→ WHAT THE EXERCISE ASKS: Copy only those lines which run from the line containing "the wooden table" to the end of the entries below, both inclusive, exactly as written and with no pictures.

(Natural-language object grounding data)
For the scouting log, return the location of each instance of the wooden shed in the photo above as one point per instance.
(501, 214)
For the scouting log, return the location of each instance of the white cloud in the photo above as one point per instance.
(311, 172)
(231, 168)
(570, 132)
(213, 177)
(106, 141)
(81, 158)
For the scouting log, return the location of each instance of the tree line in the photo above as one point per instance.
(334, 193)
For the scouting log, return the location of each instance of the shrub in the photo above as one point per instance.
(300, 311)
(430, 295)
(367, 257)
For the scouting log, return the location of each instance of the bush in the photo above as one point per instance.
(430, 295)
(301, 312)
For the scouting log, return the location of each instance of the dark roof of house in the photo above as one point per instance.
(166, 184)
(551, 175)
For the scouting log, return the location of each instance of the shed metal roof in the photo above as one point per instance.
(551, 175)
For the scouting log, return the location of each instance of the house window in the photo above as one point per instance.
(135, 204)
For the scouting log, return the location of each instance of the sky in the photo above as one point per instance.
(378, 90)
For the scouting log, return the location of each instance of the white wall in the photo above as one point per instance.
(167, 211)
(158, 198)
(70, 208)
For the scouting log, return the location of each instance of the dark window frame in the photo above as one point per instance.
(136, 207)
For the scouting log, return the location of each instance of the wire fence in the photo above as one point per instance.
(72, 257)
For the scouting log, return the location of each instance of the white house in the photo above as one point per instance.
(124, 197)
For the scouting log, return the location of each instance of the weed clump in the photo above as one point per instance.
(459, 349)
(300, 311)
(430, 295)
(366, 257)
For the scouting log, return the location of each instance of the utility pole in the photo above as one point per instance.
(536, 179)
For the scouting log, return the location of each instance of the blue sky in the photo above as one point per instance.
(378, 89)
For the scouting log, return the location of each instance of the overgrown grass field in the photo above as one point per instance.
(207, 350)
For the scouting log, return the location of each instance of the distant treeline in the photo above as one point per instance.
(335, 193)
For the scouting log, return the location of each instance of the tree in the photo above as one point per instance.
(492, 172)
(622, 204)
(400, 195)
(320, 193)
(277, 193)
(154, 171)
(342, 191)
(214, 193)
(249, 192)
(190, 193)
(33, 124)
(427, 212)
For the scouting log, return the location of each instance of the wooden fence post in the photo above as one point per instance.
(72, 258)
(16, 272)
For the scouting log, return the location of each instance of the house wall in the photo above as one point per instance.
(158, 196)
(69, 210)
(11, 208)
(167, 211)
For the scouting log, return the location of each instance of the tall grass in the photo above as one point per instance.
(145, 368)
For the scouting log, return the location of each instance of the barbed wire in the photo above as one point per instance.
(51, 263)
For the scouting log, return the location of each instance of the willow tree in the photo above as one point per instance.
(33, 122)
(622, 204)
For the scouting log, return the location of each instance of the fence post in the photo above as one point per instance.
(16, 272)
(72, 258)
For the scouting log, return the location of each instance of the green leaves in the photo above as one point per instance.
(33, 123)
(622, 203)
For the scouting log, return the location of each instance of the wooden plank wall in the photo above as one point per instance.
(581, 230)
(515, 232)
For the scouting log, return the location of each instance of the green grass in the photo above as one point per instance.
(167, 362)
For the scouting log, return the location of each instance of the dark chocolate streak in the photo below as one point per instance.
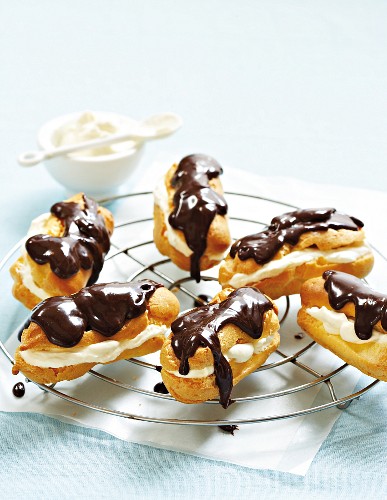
(196, 204)
(243, 308)
(288, 228)
(18, 390)
(84, 244)
(103, 308)
(370, 306)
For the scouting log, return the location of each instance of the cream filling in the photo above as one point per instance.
(240, 353)
(101, 352)
(29, 283)
(174, 238)
(38, 226)
(337, 323)
(297, 258)
(90, 126)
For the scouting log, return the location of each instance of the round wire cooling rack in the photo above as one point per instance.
(299, 383)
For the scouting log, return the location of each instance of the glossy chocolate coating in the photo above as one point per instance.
(370, 306)
(196, 204)
(104, 308)
(18, 390)
(288, 228)
(84, 244)
(244, 308)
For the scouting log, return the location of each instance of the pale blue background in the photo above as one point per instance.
(294, 88)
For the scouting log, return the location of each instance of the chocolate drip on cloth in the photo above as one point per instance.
(288, 228)
(370, 306)
(244, 308)
(104, 308)
(84, 244)
(196, 204)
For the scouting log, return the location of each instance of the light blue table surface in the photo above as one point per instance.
(293, 88)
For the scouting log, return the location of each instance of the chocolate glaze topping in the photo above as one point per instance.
(104, 308)
(288, 228)
(370, 306)
(84, 244)
(244, 308)
(196, 204)
(18, 390)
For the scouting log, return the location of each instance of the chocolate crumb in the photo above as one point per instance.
(230, 429)
(160, 388)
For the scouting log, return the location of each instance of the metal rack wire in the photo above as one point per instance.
(153, 266)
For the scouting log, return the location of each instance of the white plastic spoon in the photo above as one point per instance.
(154, 127)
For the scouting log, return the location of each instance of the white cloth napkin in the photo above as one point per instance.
(284, 445)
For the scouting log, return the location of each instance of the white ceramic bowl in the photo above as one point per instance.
(94, 175)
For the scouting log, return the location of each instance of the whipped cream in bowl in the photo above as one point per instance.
(96, 172)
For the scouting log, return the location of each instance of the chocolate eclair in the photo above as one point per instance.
(190, 223)
(344, 315)
(295, 247)
(64, 250)
(212, 348)
(102, 323)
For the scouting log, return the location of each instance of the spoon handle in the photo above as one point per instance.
(31, 158)
(155, 127)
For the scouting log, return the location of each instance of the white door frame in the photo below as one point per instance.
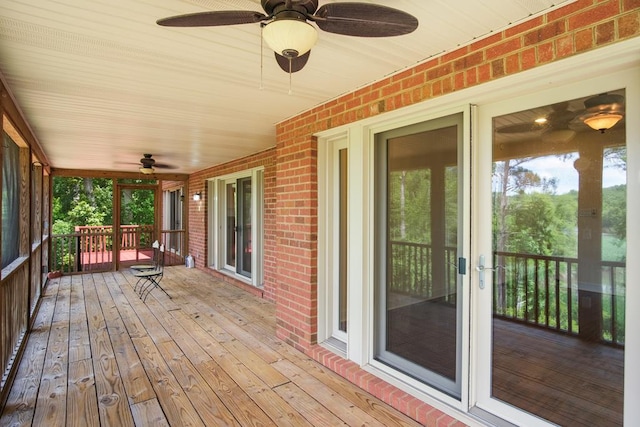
(482, 301)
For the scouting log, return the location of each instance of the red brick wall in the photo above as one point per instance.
(573, 29)
(198, 213)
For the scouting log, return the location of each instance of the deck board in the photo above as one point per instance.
(208, 356)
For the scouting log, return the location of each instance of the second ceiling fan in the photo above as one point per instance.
(287, 31)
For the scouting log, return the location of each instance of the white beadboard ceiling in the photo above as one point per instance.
(100, 83)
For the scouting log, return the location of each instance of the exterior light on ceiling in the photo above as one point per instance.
(603, 121)
(290, 37)
(604, 111)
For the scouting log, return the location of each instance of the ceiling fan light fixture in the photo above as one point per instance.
(290, 37)
(603, 121)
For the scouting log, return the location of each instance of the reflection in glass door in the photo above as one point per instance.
(244, 231)
(238, 228)
(136, 231)
(559, 259)
(418, 310)
(230, 240)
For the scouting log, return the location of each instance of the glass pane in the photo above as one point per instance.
(10, 201)
(246, 225)
(559, 239)
(231, 225)
(342, 285)
(419, 326)
(137, 230)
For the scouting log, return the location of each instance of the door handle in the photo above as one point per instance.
(481, 269)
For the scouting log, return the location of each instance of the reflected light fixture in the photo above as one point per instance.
(290, 37)
(603, 121)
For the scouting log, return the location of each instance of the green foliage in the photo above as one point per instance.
(82, 201)
(137, 207)
(614, 210)
(85, 214)
(62, 227)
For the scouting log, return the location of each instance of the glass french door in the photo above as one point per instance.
(551, 262)
(418, 251)
(237, 247)
(136, 228)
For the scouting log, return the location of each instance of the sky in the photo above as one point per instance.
(563, 169)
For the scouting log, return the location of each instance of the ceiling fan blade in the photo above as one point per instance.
(213, 18)
(163, 166)
(520, 128)
(364, 20)
(297, 63)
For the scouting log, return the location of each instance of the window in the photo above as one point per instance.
(418, 310)
(236, 225)
(10, 201)
(333, 257)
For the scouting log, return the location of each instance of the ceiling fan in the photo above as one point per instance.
(148, 165)
(601, 112)
(287, 31)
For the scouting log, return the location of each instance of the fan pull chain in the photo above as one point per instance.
(261, 55)
(290, 91)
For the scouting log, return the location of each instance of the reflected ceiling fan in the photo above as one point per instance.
(601, 112)
(148, 165)
(286, 27)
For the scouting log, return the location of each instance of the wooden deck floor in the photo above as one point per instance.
(99, 356)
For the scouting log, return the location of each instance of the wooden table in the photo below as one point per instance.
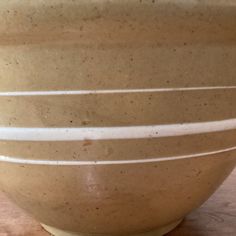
(217, 217)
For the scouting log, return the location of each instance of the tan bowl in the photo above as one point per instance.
(116, 117)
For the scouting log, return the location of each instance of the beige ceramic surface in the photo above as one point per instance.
(116, 117)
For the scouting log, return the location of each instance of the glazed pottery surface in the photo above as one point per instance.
(116, 117)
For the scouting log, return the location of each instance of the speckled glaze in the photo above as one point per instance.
(92, 69)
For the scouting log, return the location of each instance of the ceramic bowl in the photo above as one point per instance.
(116, 117)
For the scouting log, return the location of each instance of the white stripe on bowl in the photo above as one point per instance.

→ EXERCISE OUTPUT:
For the scouting log, return the location of each instance of the wooden table in the photo below as one point per instance.
(217, 217)
For the scouting log, return the location of each instance of the tan bowl in the photo above as one point per instance.
(116, 117)
For the scouting log, return the location of each instance of the beige ceramic surface in the photo above as one point per instance.
(116, 117)
For the scouting log, return the location of each instance of the glazed pottery surface in the photo above as one point per instance.
(116, 117)
For the scouting log, return the location of each instance of the speckled glaze in the photo above as one point per instance.
(92, 69)
For the scouting log, return the location of each instance of the ceramic bowl in the photo above as one point per instance.
(116, 117)
For the scouting log, return the location of each instance of the white stripe on bowl in the photo above as one point per instance.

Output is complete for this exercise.